- **Work instructions**
Transcribe, exactly as they appear, only the lines from the one holding "Where in this photo can the fingernail" through the end of the entries below.

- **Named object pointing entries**
┄┄┄┄┄┄

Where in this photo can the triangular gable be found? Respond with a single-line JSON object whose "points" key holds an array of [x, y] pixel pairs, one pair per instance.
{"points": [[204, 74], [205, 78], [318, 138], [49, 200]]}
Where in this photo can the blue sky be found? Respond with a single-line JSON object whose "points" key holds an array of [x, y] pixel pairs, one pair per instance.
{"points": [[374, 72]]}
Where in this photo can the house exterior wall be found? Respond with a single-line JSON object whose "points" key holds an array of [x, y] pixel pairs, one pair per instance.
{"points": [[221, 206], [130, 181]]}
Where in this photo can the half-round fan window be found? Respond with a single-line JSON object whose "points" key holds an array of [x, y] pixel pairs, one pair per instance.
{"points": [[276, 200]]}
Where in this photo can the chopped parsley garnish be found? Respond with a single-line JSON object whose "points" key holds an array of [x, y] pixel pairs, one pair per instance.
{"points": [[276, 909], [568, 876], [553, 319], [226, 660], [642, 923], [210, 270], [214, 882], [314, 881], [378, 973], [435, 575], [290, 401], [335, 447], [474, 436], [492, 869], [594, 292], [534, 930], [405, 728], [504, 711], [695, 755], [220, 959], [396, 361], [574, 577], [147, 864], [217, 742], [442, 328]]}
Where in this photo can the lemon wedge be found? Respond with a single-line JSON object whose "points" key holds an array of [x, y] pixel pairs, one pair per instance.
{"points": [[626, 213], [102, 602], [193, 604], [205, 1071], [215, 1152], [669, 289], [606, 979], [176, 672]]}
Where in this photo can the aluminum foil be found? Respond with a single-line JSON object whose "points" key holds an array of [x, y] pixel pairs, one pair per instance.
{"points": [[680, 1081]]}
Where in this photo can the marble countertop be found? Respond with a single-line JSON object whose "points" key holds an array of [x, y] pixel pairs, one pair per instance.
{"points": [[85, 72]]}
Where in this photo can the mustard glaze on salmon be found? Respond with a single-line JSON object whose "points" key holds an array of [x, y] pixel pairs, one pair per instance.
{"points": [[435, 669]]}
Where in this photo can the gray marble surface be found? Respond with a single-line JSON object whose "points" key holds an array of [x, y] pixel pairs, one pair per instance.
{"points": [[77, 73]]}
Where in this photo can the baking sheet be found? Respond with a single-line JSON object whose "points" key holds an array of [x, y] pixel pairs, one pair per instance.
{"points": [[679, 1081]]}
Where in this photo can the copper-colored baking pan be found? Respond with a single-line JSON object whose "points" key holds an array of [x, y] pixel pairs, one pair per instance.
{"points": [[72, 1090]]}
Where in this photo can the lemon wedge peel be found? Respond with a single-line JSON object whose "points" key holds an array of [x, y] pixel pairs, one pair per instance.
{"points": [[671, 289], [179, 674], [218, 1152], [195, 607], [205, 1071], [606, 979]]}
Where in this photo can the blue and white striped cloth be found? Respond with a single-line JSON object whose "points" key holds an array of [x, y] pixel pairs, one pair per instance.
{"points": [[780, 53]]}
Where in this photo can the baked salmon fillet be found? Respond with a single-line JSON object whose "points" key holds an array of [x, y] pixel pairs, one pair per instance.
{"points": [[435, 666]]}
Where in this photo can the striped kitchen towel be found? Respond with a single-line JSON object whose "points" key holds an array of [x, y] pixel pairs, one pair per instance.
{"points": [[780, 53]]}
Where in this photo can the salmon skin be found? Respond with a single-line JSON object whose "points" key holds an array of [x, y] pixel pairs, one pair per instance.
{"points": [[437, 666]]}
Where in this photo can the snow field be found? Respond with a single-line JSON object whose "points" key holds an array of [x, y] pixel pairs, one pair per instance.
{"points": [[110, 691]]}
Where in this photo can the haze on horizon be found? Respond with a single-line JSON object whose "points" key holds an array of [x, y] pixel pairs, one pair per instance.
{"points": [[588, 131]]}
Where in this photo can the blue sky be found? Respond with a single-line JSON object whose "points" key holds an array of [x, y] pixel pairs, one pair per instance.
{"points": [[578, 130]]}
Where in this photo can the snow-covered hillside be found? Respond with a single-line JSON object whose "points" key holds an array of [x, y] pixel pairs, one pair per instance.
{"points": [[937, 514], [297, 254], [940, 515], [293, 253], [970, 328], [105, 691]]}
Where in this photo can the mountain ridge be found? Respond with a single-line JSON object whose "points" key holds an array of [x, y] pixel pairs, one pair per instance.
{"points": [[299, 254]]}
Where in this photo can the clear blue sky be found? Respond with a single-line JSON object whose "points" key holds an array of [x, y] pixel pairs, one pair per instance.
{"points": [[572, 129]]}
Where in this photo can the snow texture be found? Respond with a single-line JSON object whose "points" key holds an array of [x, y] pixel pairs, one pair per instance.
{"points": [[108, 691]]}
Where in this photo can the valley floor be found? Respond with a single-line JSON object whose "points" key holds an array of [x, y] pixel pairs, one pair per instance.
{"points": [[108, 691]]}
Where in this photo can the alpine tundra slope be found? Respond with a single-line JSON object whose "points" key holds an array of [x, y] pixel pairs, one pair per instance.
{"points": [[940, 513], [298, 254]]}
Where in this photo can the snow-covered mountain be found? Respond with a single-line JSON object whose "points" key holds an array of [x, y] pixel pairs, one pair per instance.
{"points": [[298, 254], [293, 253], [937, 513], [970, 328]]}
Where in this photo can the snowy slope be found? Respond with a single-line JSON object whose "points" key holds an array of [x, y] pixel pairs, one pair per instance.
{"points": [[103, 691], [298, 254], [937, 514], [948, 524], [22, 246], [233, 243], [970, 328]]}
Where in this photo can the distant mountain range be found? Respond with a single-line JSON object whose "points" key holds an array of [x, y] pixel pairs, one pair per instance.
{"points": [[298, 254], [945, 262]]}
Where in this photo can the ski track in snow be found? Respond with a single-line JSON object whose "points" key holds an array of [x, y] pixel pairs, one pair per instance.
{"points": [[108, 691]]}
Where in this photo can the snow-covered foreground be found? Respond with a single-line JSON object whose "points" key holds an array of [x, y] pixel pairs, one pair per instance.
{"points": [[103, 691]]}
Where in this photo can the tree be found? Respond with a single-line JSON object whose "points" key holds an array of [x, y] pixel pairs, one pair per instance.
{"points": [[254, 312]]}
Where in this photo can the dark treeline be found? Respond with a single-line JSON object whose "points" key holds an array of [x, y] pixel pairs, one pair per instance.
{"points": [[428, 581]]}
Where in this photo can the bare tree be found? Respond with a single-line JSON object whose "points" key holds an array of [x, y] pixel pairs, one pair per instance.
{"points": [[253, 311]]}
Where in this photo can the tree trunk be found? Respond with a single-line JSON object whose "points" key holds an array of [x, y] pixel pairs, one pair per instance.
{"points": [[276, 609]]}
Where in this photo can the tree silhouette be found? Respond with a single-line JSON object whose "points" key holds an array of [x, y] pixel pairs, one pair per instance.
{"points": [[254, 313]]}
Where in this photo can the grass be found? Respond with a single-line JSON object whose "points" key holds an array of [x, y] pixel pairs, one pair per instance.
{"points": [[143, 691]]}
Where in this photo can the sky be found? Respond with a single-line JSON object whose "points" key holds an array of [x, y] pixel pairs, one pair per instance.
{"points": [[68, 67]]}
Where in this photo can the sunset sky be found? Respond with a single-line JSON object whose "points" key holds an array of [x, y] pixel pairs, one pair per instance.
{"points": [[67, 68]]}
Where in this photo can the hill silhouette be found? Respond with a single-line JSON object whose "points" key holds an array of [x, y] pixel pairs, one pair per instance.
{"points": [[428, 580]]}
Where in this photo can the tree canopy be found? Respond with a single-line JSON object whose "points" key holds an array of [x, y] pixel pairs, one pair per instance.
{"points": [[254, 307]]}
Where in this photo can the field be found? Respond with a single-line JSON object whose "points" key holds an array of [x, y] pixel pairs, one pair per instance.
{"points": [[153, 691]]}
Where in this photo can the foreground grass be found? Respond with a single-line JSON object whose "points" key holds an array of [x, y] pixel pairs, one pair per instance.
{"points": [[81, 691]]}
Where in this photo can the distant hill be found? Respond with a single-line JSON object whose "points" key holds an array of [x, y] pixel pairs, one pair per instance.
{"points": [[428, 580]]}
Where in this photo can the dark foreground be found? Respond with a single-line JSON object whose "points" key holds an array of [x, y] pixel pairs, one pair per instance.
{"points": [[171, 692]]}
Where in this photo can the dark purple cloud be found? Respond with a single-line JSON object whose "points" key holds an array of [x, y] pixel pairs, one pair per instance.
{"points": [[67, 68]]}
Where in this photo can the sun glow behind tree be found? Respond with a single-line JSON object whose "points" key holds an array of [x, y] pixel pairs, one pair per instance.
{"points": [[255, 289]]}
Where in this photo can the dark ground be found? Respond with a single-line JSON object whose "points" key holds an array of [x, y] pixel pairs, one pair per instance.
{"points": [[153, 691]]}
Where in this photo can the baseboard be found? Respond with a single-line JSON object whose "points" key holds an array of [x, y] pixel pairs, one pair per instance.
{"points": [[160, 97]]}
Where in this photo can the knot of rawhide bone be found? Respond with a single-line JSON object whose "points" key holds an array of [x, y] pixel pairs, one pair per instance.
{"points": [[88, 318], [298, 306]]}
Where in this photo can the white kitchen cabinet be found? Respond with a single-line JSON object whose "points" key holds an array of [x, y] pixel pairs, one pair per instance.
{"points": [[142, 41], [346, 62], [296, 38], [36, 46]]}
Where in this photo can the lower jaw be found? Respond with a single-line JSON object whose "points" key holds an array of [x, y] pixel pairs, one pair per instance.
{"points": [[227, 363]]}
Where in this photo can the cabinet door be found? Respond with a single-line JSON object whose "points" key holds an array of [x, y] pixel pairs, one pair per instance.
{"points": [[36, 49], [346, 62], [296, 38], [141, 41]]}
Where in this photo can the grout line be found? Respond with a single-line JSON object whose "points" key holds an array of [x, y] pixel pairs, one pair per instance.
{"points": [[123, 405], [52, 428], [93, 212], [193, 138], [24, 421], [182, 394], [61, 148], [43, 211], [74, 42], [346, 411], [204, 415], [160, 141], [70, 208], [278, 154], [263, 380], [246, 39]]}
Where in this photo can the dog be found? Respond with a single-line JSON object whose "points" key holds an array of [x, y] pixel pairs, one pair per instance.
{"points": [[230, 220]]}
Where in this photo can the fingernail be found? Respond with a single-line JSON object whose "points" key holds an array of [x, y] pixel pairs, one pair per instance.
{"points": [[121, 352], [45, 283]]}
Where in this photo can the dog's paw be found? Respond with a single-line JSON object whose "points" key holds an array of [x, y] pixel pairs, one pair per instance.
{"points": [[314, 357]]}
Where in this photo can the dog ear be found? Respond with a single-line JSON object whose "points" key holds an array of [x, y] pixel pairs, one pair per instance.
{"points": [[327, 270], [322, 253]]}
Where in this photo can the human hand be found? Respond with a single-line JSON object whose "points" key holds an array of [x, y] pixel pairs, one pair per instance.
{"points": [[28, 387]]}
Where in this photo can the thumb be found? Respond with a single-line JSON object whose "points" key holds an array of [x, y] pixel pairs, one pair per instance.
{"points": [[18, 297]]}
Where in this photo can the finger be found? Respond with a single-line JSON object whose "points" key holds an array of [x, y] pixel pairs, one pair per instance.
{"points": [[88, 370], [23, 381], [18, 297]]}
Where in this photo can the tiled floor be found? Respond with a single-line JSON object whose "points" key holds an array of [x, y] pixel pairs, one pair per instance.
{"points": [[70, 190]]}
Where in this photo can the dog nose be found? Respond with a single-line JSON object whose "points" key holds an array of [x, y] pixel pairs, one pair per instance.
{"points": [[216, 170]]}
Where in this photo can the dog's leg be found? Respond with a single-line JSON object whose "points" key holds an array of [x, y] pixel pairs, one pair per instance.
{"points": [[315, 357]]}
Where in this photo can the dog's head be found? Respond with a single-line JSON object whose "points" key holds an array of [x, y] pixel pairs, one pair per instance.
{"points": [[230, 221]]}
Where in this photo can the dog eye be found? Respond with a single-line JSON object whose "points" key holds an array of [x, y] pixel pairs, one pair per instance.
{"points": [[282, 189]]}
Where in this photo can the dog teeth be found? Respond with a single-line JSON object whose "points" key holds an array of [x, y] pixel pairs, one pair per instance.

┄┄┄┄┄┄

- **Solution to the exercise**
Where in this photo can the fingernail be found? Respond with a single-line JSON object whose "points" key holds an array of [x, y] pixel pairs, one pair per instance.
{"points": [[121, 352], [45, 283]]}
Where in this photo can the dog's paw be found? Respond with a single-line JSON object whose "points" key holds an array of [x, y] pixel pairs, one pair per instance.
{"points": [[314, 357]]}
Where in this photo can the dog ear be found? Respond with a single-line JSON object whose "points" key holds an array of [x, y] pixel pairs, one pair per instance.
{"points": [[327, 270], [322, 253]]}
Where in this photo can the human hand be found? Respond with a single-line JSON object whose "points" key holds an array of [x, y] pixel pairs, one pair per instance.
{"points": [[28, 387]]}
Where in this photo can the thumb be found? Respond with a single-line JSON object whose "points" key holds an array of [x, y] pixel pairs, one pair per instance.
{"points": [[18, 297]]}
Where in this photo can the finger be found? Respond with a single-line JSON object whose "points" key holds an array of [x, y] pixel pairs, one pair per instance.
{"points": [[88, 370], [23, 381], [18, 297]]}
Where in this photo can the tiled floor be found? Respond with a single-line JSON object whose "points" key holds an array of [x, y] pixel pairs, one pair per instance.
{"points": [[70, 190]]}
Where in this photo can the dog nose be found? Respond with a single-line JSON object whose "points" key holds an array of [x, y] pixel pairs, one pair per instance.
{"points": [[216, 170]]}
Where in this photo can the dog's leg be found? Respond with a single-line JSON object whose "points" key holds an array of [x, y] pixel pairs, one pair per instance.
{"points": [[315, 357]]}
Where in this photo can the dog's head be found? Respond with a single-line JSON object whose "points" key holds an array of [x, y] pixel pairs, one pair per instance.
{"points": [[230, 221]]}
Where in this photo can the dog eye be found? Respond with a single-line JSON object whose "points" key holds an array of [x, y] pixel pairs, one pair per instance.
{"points": [[282, 189]]}
Where in this photo can the dog teeth be found? Respond with a single-line JSON object whose "points" key holds an array of [x, y] pixel pairs, one pair per instance.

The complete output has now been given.